EXERCISE GOAL:
Rewrite the data below in full, keeping every line, and shift each answer point by adding 43 to both its x and y coordinates. Leave the sample arrays in the comment lines unchanged.

## start EXTRACTED MATERIAL

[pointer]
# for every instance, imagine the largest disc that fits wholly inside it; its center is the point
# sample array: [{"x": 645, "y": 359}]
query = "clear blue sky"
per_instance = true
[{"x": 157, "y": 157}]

## end EXTRACTED MATERIAL

OUTPUT OF THE TASK:
[pointer]
# for every instance, imagine the largest disc that fits wholly inside it; its center is the point
# sample array: [{"x": 645, "y": 359}]
query = "clear blue sky"
per_instance = true
[{"x": 200, "y": 200}]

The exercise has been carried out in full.